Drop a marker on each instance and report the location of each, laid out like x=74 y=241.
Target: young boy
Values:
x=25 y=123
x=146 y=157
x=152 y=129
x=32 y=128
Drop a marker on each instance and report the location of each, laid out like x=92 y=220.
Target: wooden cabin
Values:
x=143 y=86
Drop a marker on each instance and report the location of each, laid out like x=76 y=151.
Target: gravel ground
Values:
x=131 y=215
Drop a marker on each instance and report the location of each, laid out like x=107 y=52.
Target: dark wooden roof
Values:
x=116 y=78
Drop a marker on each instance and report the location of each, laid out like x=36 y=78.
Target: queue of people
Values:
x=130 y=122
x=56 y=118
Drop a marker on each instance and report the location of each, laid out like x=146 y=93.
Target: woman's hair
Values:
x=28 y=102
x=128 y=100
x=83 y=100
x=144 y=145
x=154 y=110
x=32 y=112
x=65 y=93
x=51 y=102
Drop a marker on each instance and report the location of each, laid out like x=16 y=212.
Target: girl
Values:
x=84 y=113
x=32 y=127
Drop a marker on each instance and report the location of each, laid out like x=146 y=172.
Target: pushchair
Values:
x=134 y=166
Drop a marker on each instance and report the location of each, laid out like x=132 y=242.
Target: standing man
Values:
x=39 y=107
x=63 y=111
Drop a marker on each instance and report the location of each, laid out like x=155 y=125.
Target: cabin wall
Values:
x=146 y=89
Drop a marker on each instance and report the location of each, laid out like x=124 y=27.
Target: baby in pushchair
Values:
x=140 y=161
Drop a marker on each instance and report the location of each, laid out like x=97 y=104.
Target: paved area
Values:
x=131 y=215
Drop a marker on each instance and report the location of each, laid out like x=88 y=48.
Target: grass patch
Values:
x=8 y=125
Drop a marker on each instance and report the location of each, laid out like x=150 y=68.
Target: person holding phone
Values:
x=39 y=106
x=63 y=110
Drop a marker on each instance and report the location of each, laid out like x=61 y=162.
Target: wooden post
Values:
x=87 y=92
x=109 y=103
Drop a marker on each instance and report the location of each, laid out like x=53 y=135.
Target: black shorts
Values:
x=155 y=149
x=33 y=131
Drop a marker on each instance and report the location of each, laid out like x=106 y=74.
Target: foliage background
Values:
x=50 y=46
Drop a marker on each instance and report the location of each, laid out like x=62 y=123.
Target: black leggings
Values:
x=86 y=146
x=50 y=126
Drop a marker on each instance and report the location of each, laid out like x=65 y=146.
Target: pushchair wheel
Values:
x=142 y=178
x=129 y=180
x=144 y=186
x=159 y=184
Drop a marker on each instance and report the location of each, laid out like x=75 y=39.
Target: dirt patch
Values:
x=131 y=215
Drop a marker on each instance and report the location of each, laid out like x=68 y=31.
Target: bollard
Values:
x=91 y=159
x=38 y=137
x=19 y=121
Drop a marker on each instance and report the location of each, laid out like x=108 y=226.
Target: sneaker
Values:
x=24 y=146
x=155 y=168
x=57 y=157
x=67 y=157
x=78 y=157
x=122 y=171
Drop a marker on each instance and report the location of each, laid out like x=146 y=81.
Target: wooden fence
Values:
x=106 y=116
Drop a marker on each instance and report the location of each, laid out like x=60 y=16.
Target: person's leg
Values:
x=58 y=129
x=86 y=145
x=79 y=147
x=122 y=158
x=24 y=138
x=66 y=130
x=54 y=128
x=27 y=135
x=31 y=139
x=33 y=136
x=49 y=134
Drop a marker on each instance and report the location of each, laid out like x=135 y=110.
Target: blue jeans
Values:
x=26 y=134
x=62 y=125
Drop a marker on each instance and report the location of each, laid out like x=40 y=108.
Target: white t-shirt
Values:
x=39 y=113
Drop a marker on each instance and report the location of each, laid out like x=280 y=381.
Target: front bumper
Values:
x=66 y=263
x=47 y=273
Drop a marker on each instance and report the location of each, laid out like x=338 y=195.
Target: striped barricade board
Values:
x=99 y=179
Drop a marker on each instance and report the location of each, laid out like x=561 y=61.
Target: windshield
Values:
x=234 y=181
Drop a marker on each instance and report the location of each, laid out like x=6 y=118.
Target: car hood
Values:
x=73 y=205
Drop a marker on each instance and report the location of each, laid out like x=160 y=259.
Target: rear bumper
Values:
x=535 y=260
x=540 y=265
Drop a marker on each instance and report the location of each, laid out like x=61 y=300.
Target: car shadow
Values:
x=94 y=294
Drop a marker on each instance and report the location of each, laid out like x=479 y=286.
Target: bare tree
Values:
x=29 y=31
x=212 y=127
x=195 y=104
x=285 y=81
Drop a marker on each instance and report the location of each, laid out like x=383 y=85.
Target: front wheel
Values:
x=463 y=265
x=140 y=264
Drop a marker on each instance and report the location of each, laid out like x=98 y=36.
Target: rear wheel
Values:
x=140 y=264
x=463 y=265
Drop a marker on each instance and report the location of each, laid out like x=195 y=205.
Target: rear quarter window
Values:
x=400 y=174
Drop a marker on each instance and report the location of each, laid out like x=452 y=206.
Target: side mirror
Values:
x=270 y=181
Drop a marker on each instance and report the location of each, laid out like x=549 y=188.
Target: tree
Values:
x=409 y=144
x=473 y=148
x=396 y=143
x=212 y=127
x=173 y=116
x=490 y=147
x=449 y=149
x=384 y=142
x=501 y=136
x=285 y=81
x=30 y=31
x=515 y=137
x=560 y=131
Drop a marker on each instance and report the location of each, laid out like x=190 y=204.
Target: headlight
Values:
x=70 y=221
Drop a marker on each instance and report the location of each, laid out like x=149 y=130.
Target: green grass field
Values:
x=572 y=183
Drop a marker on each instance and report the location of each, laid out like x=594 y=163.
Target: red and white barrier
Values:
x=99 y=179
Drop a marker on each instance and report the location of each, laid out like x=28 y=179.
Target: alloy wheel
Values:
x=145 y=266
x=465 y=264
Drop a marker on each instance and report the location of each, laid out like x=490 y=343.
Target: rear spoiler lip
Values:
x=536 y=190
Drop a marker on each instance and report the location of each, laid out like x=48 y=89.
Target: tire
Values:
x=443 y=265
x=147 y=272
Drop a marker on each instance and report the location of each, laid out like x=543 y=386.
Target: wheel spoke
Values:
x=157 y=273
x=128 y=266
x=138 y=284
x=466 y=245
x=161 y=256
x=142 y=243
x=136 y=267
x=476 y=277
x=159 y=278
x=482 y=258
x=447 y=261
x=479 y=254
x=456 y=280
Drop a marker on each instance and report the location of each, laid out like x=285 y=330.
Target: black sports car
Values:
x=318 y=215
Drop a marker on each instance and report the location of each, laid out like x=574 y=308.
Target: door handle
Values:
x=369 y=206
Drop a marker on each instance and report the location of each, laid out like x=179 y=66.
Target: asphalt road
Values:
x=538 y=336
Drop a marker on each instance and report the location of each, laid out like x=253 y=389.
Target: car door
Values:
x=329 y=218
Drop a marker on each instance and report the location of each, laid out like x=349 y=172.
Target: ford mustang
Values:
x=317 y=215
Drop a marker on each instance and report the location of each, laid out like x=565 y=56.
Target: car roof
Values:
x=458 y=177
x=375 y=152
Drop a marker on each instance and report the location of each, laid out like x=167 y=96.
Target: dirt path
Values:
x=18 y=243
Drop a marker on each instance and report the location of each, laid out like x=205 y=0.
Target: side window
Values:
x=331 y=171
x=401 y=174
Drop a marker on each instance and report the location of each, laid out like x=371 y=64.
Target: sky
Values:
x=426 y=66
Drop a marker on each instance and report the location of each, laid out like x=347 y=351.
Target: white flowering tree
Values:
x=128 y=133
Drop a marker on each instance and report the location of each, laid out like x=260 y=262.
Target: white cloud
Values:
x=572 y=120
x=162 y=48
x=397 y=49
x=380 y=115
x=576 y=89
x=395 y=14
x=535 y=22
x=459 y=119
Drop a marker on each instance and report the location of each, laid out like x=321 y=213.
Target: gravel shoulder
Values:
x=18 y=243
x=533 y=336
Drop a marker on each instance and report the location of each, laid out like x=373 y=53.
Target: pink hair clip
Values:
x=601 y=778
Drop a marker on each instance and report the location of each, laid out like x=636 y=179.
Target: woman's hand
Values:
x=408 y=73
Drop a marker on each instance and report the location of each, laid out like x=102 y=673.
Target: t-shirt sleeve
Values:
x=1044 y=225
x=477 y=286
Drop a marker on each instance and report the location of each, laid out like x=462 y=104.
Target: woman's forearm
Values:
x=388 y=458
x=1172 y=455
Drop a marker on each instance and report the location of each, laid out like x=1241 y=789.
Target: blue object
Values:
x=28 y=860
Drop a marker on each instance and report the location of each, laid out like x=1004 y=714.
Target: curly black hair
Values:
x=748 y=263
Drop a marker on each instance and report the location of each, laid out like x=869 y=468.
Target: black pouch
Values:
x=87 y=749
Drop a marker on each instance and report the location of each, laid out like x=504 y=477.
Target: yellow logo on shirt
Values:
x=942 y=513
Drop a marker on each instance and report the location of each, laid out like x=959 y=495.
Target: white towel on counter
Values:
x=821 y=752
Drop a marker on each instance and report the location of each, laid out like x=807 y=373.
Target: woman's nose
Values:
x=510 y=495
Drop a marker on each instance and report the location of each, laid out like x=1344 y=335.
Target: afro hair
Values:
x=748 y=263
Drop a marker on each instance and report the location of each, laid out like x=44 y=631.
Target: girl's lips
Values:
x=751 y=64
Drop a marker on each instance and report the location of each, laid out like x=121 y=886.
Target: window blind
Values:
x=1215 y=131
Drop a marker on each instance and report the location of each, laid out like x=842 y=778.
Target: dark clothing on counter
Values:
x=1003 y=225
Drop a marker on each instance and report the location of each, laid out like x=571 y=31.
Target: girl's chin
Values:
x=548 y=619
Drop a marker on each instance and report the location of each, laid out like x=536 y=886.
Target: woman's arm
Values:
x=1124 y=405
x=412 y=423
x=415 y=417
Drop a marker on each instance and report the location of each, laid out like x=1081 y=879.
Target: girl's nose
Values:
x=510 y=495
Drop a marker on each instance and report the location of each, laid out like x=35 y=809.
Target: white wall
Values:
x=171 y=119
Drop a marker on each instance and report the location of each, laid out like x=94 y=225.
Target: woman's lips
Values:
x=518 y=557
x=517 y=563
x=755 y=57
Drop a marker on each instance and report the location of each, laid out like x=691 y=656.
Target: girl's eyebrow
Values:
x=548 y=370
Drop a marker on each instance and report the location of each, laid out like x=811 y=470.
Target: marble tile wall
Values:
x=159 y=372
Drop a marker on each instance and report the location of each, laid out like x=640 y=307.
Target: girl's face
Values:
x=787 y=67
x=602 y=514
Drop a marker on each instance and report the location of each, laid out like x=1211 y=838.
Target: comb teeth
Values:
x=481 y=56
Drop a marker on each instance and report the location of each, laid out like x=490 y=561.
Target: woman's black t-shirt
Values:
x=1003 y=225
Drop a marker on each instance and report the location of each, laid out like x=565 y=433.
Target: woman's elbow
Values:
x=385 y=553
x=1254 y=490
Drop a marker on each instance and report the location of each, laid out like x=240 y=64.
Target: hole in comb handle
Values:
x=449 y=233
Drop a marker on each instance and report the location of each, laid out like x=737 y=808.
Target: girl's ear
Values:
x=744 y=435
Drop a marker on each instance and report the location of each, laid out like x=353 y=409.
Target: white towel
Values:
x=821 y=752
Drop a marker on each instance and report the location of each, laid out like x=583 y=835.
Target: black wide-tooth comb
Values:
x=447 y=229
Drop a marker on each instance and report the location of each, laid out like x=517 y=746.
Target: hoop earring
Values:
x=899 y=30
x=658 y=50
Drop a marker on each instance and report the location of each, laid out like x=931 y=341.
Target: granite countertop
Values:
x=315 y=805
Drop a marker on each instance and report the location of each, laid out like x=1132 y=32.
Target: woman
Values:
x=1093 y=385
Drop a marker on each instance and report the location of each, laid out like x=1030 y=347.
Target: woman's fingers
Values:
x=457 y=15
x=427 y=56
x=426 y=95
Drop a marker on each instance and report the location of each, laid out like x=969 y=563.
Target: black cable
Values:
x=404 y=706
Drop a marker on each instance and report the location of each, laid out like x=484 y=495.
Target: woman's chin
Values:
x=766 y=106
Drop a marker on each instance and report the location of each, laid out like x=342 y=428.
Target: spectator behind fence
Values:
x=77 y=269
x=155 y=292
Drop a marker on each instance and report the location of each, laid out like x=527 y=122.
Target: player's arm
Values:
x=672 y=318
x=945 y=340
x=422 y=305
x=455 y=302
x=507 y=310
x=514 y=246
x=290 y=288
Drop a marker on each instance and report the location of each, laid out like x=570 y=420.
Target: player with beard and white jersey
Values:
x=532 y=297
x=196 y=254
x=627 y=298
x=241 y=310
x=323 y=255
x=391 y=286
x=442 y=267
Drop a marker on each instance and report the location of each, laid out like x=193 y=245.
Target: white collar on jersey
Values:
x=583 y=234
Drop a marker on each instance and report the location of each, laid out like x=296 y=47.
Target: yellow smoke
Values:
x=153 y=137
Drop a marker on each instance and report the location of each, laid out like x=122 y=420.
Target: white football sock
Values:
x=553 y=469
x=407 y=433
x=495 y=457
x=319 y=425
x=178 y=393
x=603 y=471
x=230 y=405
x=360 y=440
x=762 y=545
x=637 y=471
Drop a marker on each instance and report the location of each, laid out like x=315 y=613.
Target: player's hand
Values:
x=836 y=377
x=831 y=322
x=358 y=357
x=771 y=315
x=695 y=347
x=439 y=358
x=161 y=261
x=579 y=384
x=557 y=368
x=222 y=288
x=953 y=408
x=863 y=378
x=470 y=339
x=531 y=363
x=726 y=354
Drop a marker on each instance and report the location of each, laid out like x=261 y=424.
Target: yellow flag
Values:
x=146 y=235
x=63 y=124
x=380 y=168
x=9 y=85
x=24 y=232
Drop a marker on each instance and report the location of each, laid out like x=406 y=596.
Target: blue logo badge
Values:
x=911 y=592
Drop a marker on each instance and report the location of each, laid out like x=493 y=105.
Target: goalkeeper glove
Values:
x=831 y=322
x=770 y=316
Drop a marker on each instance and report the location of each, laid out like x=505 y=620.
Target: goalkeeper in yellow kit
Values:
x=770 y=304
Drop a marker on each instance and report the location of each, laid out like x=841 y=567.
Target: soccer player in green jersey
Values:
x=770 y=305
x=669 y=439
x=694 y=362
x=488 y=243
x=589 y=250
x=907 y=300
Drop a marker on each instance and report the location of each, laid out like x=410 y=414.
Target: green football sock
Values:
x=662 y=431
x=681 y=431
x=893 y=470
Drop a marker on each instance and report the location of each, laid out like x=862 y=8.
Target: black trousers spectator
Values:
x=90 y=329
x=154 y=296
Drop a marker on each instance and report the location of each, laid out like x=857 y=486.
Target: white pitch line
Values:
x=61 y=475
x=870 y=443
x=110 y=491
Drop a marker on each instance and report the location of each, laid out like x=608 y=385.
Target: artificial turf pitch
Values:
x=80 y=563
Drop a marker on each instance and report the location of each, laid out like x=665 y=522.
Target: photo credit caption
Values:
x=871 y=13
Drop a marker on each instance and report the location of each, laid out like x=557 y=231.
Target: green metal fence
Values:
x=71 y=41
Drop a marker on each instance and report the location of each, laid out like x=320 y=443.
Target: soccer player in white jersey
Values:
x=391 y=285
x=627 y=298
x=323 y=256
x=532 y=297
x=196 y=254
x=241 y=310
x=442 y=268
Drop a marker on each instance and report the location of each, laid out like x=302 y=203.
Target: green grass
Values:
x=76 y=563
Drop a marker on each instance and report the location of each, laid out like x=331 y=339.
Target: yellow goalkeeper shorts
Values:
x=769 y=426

=======

### What you should do
Select and copy every line of the material that holds the string "pushchair".

### Reply to the exercise
Target: pushchair
Target: baby in pushchair
Target: pushchair wheel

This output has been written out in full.